» **Point localization data**
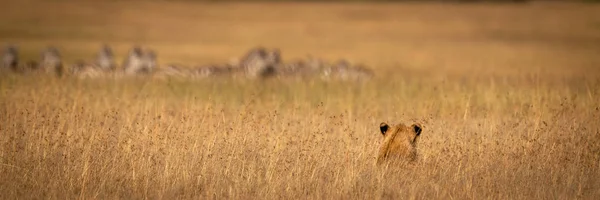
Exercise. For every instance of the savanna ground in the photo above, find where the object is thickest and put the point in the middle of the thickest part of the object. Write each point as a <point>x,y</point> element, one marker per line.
<point>508,95</point>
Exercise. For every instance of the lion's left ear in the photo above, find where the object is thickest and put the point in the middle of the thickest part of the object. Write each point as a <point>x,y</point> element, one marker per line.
<point>383,127</point>
<point>417,128</point>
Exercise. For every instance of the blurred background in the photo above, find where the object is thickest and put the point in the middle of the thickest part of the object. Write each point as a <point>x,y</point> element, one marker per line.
<point>452,37</point>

» **What you have to do**
Restate each entry word for word. Omit every picture.

» **Output of the exercise**
Exercise. For every instance of the savanna ground in the photo above, find where the object is thickest and put the point in the middle of the thickest part of the object. Write each point as a <point>x,y</point> element, one marker per line.
<point>508,95</point>
Exercise. For every instance of the lion's left ear in the photo above, find where the object is thickest and put the point in the middle of the thickest part of the object. Write each point as a <point>x,y</point> element, one marker per line.
<point>383,127</point>
<point>417,128</point>
Exercise. For every instance of the blurred background in the photo above, find where the object is thickest and put the point in the middle of the thickest part of the object. Write each point as a <point>x,y</point> element, one marker per line.
<point>452,37</point>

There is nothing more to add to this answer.